* **EXCERPT**:
## BEGIN

Re: Wicket stuff core, archetypes?

2009-01-17 Thread Jonathan Locke


i think maven searching is an ideal way to publish and discover wicket
components at
present. i never meant to imply that that should be the only way to do this
or that the 
idea of a wicket component jar should be tied to something like a repository
or a transport.
i also don't think it should be tied to a specific repo of discovered meta
information like 
wicket hub. that creates a centralized architecture and as much as i like
the idea of wicket 
hub a lot, it would be nice to enable other parties to build similar wicket
component 
searching technologies that are not linked to wicket hub. for example,
someone could 
gather wicket components for an IDE plugin, to store in some other type of
repository 
than maven or to create an index for some future google search plugin.

my simplistic understanding was that nexus could search for jars with
certain files in them.
all we need from nexus is the ability to get a list of jar artifacts which
contain the file
META-INF/wicket/components.xml because all such files will be wicket
component jars
(subject to downloading and parsing, of course). if nexus can't do that, i
think that's
a flaw in nexus and it ought to be extended so that it can do that. it would
be worth
talking to them about our needs to see if they could help us. i think that a
nexus driven 
wicket component repository would be beneficial advertising for the nexus
project, and
it should not be too hard to achieve.

  jon


francisco treacy-2 wrote:
 
 you're certainly free to go in whatever direction you want,
 
 to be clear, i fully agree on the decentralized model for:
 - people and the development of this app, and data contributed by
 wicket users: this should be as democratic as possible
 - artifacts / components:
 
 there may someday be wicket
 components in central or elsewhere, even outside maven repos
 (downloadable via HTTP
 like matej's inmethod stuff was for a while)
 
 we should support any mavenized or non-mavenized artifacts, wherever
 those may live - you're right there (however i thought you said before
 you were interested at present only by components delivered by maven).
 
 parsing the metadata would be done after you download the artifact that
 you
 found.
 
 okay, fair enough. i have some doubts though:
 
 1. in this scenario, downloading every artifact on earth just to open
 it and see if there's some wicket info inside is... impossible.
 
 2.
 you just need to find the artifact with nexus.
 
 in your original blog post you say Basically, I'd like to see us
 crawl maven repos looking for JAR'ed Wicket components with a
 particular set of meta-data
 i don't see how nexus can help there. let's put another example:
 
 i create a mootools integration component, i mavenize it with package
 name com.mymootools.wicket and publish it in central repo.  how does
 nexus help in finding that, if it doesn't know anything about
 META-INF/*.xml?

## END

* **DATASET EXCERPT**:
## BEGIN

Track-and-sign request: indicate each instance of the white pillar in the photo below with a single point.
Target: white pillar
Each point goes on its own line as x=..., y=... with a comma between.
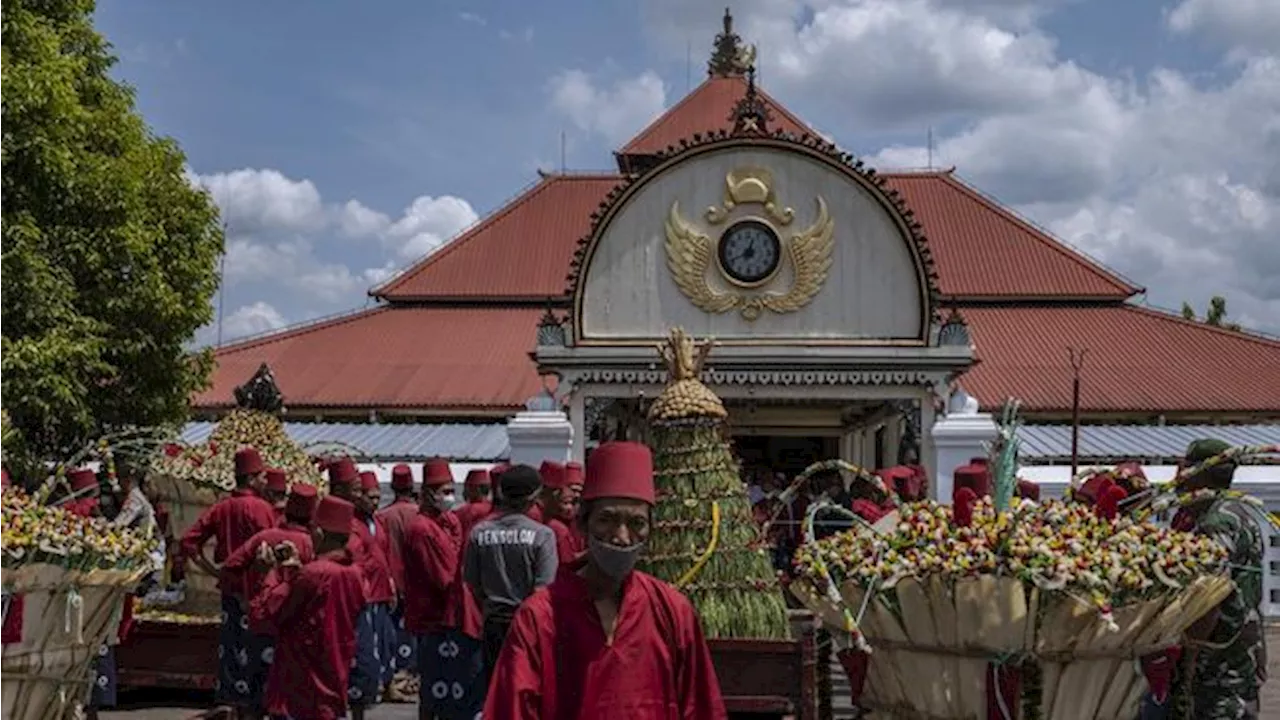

## END

* **EXERCISE**:
Can you write out the Wicket thread excerpt again, starting with "parsing the metadata" and going on through "artifact with nexus.", swapping "artifact" for "jar"?

* **REPLY TO THE EXERCISE**:
parsing the metadata would be done after you download the jar that
 you
 found.
 
 okay, fair enough. i have some doubts though:
 
 1. in this scenario, downloading every jar on earth just to open
 it and see if there's some wicket info inside is... impossible.
 
 2.
 you just need to find the jar with nexus.